### [Task goal]
Output only the lines of the entries that follow, starting at the one with "Supply the exact" and running down to the one with "box: [252, 76, 442, 155]", both included and unchanged.

### [Recorded information]

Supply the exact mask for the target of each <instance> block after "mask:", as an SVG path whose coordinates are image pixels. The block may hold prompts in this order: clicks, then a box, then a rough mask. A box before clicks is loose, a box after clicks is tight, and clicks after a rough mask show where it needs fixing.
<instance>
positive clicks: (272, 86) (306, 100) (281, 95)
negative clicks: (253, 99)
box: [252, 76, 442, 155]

---

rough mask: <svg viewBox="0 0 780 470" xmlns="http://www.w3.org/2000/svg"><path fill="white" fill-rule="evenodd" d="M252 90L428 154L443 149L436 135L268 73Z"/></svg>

### [Solution to the problem]
Supply the exact mask for the target of each <instance> block after "mask:", as an SVG path whose coordinates are image pixels. The block may hold prompts in this order: clicks, then a box, then a rough mask. A box before clicks is loose, a box after clicks is tight, and clicks after a rough mask show where it needs fixing.
<instance>
positive clicks: (272, 86) (306, 100) (281, 95)
negative clicks: (253, 99)
box: [252, 76, 442, 155]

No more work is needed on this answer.